══ ОТРЫВОК
Человеческий разум редко движется прямыми путями. Чаще он блуждает окольными тропами, которые ему представляются магистральной дорогой. Не стоит забывать о том, что создатели новой научной картины мира были астрологами, алхимиками, а то и магами. Ведь Коперник занимался астрологией и опирался на учение Гермеса Трисмегиста. Тихо Браге был уверен в том, что звезды влияют на человеческую жизнь. А его ученик Кеплер, также хорошо знакомый с герметическим корпусом текстов, часто советовался со звездами по чисто бытовым вопросам (например, касательно выбора супруги). Зачастую это было почтенной и прибыльной профессией: и Галилей, и Кеплер составляли гороскопы для вельмож. Ретроспективно можно сказать, что развитие научного знания вытеснило магическое знание из интеллектуального пространства Запада, однако не стоит забывать ни о том, что когда-то оно существовало на тех же правах, что и вытеснившая его наука, ни о том, что его присутствие в интеллектуальном горизонте Нового времени стимулировало творческий поиск, без которого новая наука возникнуть не смогла бы.

Все эти новые открытия вызывали сопротивление клириков. Хотя Библия вовсе не является космологическим текстом, многие фрагменты, разбросанные по различным книгам, утверждают незыблемость мироздания и неподвижность Земли. Так, Экклезиаст недвусмысленно говорит, что «земля пребывает во веки. Восходит солнце, и заходит солнце, и спешит к месту своему, где оно восходит» (Эккл. 1, 4–5). А главное, «что было, то и будет» (Эккл. 1, 9). А Иисус Навин, как известно, остановил солнце над Гаваоном, а луну – над долиной Аиалонскою (Нав. 10, 12–13). Новая астрономия противоречила этим утверждениям, которые в то время никто не решился бы подвергнуть сомнению, ибо слишком много инакомыслящих горело на кострах, раскладываемых как католиками, так и протестантами. Ведь и Лютер в своих «Застольных беседах» называл Коперника безумцем.

Но, если создателям новой космологии приходилось туго, исследователям человеческого тела было зачастую еще тяжелее. XVI в. был не только веком астрономии, это было столетие невиданного прогресса в области медицины. Атлас А. Везалия, прекрасно иллюстрированный и подробный, стал первым детальным описанием человеческой анатомии. Сам его автор был приговорен к смертной казни за вскрытие трупов и избежал плахи лишь благодаря заступничеству Филиппа II Испанского. Знакомый Везалия М. Сервет, полагавший, что дыхание очищает кровь, а не охлаждает ее, попал на костер вместе со своей книгой «Восстановление христианства», причем, если Везалия преследовала инквизиция, то к казни Сервета приложил руку Кальвин. У. Гарвею, открывшему кровообращение и опровергшему учение Ж. Фернеля о жизненных духах, повезло больше. Впрочем, он и жил в более терпимой стране. Суровость репрессий против врачей объясняется во многом тем, что именно в пространстве медицинского знания в XVI–XVII вв. разгорелись наиболее ожесточенные сражения между сторонниками господствующего аристотелевского учения и приверженцами нового знания о человеке.
════
* **ЧТО ТРЕБУЕТСЯ**:
Продублируйте из отрывка выше всё от «Все эти новые» и ниже вплоть до «называл Коперника безумцем.» включительно.
══ ИСХОДНЫЙ МАТЕРИАЛ
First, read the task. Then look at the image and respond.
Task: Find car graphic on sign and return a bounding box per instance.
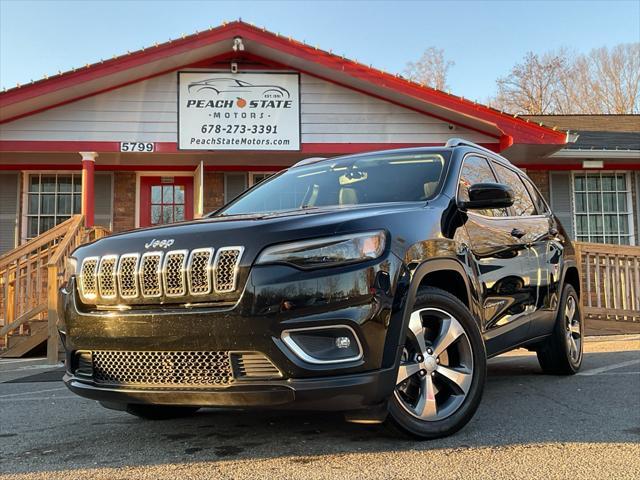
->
[187,78,291,98]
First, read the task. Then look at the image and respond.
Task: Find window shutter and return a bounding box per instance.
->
[0,173,19,254]
[93,173,113,230]
[549,172,575,239]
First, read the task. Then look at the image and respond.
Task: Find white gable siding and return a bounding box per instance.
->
[0,73,497,143]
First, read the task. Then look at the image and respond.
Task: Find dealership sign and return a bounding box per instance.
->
[178,71,300,150]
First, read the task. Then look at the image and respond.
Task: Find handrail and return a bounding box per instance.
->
[47,215,84,266]
[0,215,80,270]
[0,215,110,363]
[575,242,640,321]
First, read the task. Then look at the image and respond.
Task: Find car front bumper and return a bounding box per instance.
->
[59,256,401,411]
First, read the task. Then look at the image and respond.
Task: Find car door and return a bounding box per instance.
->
[492,161,551,337]
[458,155,537,355]
[520,175,563,336]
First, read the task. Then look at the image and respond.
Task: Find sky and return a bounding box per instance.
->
[0,0,640,101]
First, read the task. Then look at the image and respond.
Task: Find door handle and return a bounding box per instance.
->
[511,228,527,238]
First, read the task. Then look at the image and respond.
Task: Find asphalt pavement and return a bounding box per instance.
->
[0,335,640,480]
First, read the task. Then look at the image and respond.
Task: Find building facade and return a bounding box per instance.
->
[528,115,640,245]
[0,22,640,253]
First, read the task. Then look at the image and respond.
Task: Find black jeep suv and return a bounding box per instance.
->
[59,139,583,438]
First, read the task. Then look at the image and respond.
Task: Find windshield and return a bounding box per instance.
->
[218,152,449,215]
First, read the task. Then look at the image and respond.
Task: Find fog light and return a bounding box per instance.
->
[281,325,362,364]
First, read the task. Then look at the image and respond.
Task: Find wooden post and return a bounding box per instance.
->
[47,264,58,364]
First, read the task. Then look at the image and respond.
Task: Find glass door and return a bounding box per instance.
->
[140,176,193,227]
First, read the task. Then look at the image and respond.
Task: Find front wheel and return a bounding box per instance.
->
[387,287,487,439]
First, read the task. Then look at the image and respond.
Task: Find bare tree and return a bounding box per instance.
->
[582,43,640,114]
[491,50,570,115]
[403,47,455,90]
[490,43,640,115]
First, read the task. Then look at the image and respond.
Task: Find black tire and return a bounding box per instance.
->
[536,284,584,375]
[386,287,487,440]
[125,403,200,420]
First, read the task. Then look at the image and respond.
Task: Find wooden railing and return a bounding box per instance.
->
[576,243,640,321]
[0,215,109,362]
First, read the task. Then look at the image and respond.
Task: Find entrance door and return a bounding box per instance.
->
[140,176,193,227]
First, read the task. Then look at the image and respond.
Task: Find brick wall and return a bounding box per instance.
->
[203,172,224,213]
[113,172,136,232]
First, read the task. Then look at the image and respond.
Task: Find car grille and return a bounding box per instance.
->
[91,350,233,387]
[78,247,244,304]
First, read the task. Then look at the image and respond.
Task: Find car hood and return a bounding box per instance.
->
[74,203,424,263]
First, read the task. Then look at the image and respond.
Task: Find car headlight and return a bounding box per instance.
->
[256,231,386,268]
[64,257,78,278]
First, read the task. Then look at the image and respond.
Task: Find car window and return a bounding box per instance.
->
[458,155,509,217]
[493,162,536,217]
[521,176,549,215]
[217,151,450,215]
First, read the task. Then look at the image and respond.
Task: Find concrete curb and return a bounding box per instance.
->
[584,334,640,342]
[0,357,62,372]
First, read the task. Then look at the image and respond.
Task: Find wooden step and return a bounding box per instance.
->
[0,322,48,358]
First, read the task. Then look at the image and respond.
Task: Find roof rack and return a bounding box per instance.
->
[445,138,497,155]
[291,157,327,168]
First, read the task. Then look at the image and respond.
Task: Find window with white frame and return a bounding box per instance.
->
[573,171,635,245]
[26,173,82,240]
[249,172,275,187]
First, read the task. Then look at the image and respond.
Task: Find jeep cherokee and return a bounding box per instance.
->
[59,139,583,438]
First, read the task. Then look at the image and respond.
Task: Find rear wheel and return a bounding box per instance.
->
[125,403,199,420]
[536,284,584,375]
[387,287,486,439]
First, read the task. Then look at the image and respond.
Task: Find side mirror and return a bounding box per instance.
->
[460,183,513,210]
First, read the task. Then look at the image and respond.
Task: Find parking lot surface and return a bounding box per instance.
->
[0,335,640,480]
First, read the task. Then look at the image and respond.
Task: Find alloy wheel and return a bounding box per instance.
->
[394,308,474,421]
[564,295,582,362]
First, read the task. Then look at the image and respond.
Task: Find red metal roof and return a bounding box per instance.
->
[0,21,567,150]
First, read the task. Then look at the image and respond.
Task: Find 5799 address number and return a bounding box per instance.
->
[120,142,156,152]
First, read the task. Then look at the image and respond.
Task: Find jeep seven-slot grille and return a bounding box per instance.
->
[213,248,241,292]
[92,350,233,387]
[78,247,243,304]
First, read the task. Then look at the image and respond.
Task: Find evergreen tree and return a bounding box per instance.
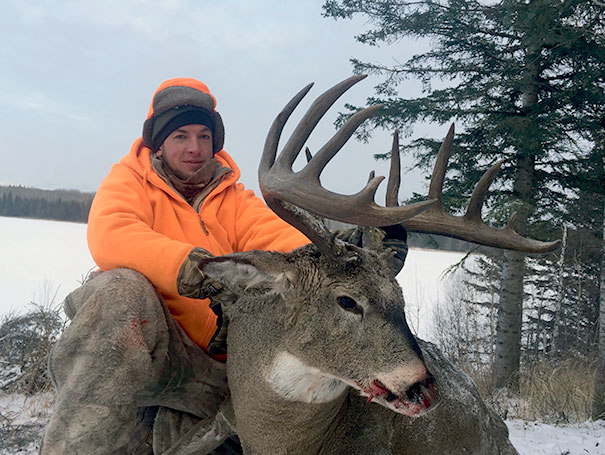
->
[324,0,605,387]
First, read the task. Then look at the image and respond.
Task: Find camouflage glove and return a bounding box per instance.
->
[177,248,237,355]
[176,247,229,299]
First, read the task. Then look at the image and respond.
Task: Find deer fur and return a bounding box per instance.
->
[203,245,517,455]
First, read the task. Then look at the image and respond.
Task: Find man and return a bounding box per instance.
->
[42,78,407,455]
[43,78,308,454]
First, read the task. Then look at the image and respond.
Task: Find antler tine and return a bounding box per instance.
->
[305,147,313,163]
[385,128,401,207]
[277,74,367,169]
[429,123,454,201]
[301,104,382,179]
[401,125,561,253]
[464,159,504,221]
[259,76,436,233]
[258,82,313,178]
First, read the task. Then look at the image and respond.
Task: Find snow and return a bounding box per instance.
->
[0,216,95,316]
[0,217,605,455]
[506,420,605,455]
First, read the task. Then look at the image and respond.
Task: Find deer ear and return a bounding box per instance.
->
[200,253,293,295]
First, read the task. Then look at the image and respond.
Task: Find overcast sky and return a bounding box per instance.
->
[0,0,434,201]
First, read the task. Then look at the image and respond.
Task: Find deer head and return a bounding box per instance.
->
[197,76,556,436]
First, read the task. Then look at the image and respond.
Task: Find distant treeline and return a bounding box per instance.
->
[0,186,94,223]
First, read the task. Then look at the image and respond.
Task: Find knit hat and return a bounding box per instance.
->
[143,78,225,153]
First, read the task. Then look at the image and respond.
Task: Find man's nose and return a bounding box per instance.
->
[187,138,200,153]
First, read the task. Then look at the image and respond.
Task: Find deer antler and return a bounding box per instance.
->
[387,124,561,253]
[258,75,436,250]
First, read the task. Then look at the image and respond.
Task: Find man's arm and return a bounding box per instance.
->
[88,165,193,295]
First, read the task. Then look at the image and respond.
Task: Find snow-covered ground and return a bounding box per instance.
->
[0,216,94,316]
[0,217,605,455]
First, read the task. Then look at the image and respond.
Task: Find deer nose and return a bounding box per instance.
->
[405,373,439,409]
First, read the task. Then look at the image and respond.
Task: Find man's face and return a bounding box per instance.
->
[156,125,212,179]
════
* **ПИСЬМЕННОЕ РЕШЕНИЕ**:
Все эти новые открытия вызывали сопротивление клириков. Хотя Библия вовсе не является космологическим текстом, многие фрагменты, разбросанные по различным книгам, утверждают незыблемость мироздания и неподвижность Земли. Так, Экклезиаст недвусмысленно говорит, что «земля пребывает во веки. Восходит солнце, и заходит солнце, и спешит к месту своему, где оно восходит» (Эккл. 1, 4–5). А главное, «что было, то и будет» (Эккл. 1, 9). А Иисус Навин, как известно, остановил солнце над Гаваоном, а луну – над долиной Аиалонскою (Нав. 10, 12–13). Новая астрономия противоречила этим утверждениям, которые в то время никто не решился бы подвергнуть сомнению, ибо слишком много инакомыслящих горело на кострах, раскладываемых как католиками, так и протестантами. Ведь и Лютер в своих «Застольных беседах» называл Коперника безумцем.